Saturday, July 31, 2021

Taxonomies and Sitemaps

I was recently asked if a website’s sitemap of company’s website could serve as the start of a taxonomy for an organization. The sitemap, after all, includes all the relevant topics pertaining to an organization’s business offerings, and they are arranged in a hierarchy.  I have previously blogged on the subject of why a website’s navigation is not a taxonomy in Navigation Schemes and Taxonomies. A sitemap is similar to a website’s navigation, but it goes deeper by including the titles or topics of web pages which are not included in the website’s menu, and it is not necessarily intended for user browsing. A sitemap may go five or six levels deep, whereas the website menu navigation menus are usually only two levels. Therefore, a sitemap may seem as if it’s a taxonomy. However, just because a sitemap is as large and detailed as a taxonomy needs to be does not make it suitable as a taxonomy.

Different purposes

We need to understand what a taxonomy is for. It’s to aid users in locating desired content by topic-terms, which reflect both the terminology use of the users and of the content. Taxonomy terms are tagged/indexed to content that is relevant to the term. The starting point when creating a taxonomy is to identify the topics of the content and identify the topics of user interest or search, and then merge those topics into a taxonomy by bringing together different names for the same concept. The concepts are then structurally arranged to show the relationships between the terms, especially hierarchical relationships. The primary purpose of the hierarchy of terms in a taxonomy is to aid the users in finding the appropriate term. When browsing the taxonomy, they may find a broader term or narrower term that better describes their search goals. Then they can select that term to retrieve content that was tagged with the term.  

A sitemap, on the other hand, lists all or most pages of a website, usually by page title and organized in the hierarchical structure of the website. The hierarchical structure of the website was designed to organize information in a logical manner for users to browse and explore, as considered by the information architect who designed the website. The sitemap thus reflects pages, which are often topics but not always. A page may have multiple topics of interest that a user might want to look up. A page is sometimes for performing a function or activity and not necessarily just a topic of information.

■ Data excerpts:

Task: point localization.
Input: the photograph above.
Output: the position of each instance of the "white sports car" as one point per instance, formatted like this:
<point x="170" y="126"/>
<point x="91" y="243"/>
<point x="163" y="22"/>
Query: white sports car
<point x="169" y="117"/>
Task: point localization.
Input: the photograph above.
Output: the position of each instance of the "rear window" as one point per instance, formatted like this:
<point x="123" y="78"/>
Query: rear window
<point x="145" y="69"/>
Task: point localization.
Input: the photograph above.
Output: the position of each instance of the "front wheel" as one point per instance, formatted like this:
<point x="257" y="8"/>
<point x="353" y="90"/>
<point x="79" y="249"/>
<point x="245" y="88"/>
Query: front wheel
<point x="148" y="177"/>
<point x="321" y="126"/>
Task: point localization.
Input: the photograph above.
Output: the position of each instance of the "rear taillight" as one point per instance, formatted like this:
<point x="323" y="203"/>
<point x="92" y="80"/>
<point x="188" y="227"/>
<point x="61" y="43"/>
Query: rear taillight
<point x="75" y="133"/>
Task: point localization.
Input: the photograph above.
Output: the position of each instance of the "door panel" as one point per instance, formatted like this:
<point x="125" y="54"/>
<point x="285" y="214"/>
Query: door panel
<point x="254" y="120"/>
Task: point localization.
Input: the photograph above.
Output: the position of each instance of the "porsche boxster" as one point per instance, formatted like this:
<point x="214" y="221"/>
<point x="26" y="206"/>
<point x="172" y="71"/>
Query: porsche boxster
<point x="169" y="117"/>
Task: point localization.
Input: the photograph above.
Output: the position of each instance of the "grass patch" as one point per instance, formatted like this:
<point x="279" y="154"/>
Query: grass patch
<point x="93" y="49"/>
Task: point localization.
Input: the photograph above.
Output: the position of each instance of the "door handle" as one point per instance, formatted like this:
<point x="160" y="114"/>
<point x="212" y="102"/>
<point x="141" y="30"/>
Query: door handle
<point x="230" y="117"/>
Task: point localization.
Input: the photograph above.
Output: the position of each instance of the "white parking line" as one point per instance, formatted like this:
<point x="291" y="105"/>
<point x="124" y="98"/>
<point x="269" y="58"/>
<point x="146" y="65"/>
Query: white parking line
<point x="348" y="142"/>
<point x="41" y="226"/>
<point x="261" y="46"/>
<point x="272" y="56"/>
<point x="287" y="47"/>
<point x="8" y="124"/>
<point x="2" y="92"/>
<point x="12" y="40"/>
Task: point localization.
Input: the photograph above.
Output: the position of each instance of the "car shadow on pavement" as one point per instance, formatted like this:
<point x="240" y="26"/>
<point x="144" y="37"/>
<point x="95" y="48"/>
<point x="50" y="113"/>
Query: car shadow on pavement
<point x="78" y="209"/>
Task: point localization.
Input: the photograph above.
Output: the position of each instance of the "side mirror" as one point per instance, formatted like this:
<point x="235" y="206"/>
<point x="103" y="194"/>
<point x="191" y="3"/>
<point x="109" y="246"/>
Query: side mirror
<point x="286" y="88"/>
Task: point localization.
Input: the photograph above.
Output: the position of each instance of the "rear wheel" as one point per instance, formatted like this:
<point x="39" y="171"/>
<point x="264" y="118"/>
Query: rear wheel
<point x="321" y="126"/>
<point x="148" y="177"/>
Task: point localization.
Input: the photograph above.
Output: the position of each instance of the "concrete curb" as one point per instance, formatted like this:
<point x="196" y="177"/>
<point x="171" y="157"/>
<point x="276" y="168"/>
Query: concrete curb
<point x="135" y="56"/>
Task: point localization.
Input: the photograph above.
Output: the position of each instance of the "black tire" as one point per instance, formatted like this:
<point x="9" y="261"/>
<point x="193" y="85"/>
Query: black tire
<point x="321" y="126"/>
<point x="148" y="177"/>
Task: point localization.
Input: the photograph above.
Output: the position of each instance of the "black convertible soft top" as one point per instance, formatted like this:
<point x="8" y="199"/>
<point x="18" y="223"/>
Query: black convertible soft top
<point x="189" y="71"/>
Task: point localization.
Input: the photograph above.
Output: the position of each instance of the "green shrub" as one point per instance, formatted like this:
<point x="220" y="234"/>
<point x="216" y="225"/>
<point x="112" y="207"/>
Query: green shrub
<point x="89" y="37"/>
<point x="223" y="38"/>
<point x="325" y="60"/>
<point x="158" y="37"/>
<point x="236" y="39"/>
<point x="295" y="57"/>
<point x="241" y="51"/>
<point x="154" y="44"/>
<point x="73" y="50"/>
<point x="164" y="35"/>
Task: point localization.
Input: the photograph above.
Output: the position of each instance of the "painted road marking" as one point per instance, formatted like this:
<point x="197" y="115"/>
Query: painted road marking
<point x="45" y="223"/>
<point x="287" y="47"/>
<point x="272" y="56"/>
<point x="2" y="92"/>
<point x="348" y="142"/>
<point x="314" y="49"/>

■ What you will do:
1. Write out the passage of the blog post on taxonomies and sitemaps starting at "A sitemap, on" and ending at "topic of information.".
2. Carry the blog post on taxonomies and sitemaps forward from the point where it stops.

■ Task-by-task results:
1.
A sitemap, on the other hand, lists all or most pages of a website, usually by page title and organized in the hierarchical structure of the website. The hierarchical structure of the website was designed to organize information in a logical manner for users to browse and explore, as considered by the information architect who designed the website. The sitemap thus reflects pages, which are often topics but not always. A page may have multiple topics of interest that a user might want to look up. A page is sometimes for performing a function or activity and not necessarily just a topic of information.

2.
A sitemap is typically automatically generated from the page titles, and its primary purpose is not for user but for machines: they tell search engines about pages that are available for crawling on websites and can thus support search engine optimization (SEO). Sitemap are useful in planning the further development or organizational improvement of a website. Whether a sitemap should even be displayed to end users as a tool to find information on a website is questionable. If automatically generated, it's not designed for that purpose, but users could find it helpful, especially users who understand that it is merely the aggregation of page titles organized in the file structure of the website. Some website make it available, and some do not. Some websites have displayed a simplified sitemap instead  that is designed to be a guide to the users, but then it do not include all pages.

Different labels

The title names of pages and thus of sitemap entries often do not correspond to taxonomy terms. They could start out with verb for an activity, they could be commands or questions, or they could be complete sentences. Taxonomy terms are topics or names only represented by nouns or noun phrases, or proper nouns. Examples of sitemap entries that are not good taxonomy terms may include:

How to use…
Get started with…
Help with…
Pay a bill
Shop for…

As with navigation, the entries of a sitemap reflect pages in a one-to-one relationship, in contrast to taxonomy terms, each of which may retrieve multiple pages or content sources, and each page or content item can be tagged with multiple taxonomy terms. As such, entries in a sitemap may actually be more specific than would be needed in a taxonomy.  The user’s selection of multiple taxonomy terms in combination, through filters/refinements, achieves the result of obtaining an appropriate list of relevant content.

Conclusions

Sitemaps should not be used as taxonomies, but their topics (not their labels) may be considered as a good source for a taxonomy. Sitemaps might not even be suitable as a basis or starting point for a taxonomy, but rather as a source for developing taxonomy terms. Rather, it is recommended that a taxonomy be created separately from a sitemap based on a review of content, search log data, and stakeholder and user interviews, and the sitemap is yet one other source for consideration when taxonomy terms. The hierarchy of the sitemap should also not be too closely followed, although parts of its hierarchical structure may be taken into consideration for creating taxonomy relationships.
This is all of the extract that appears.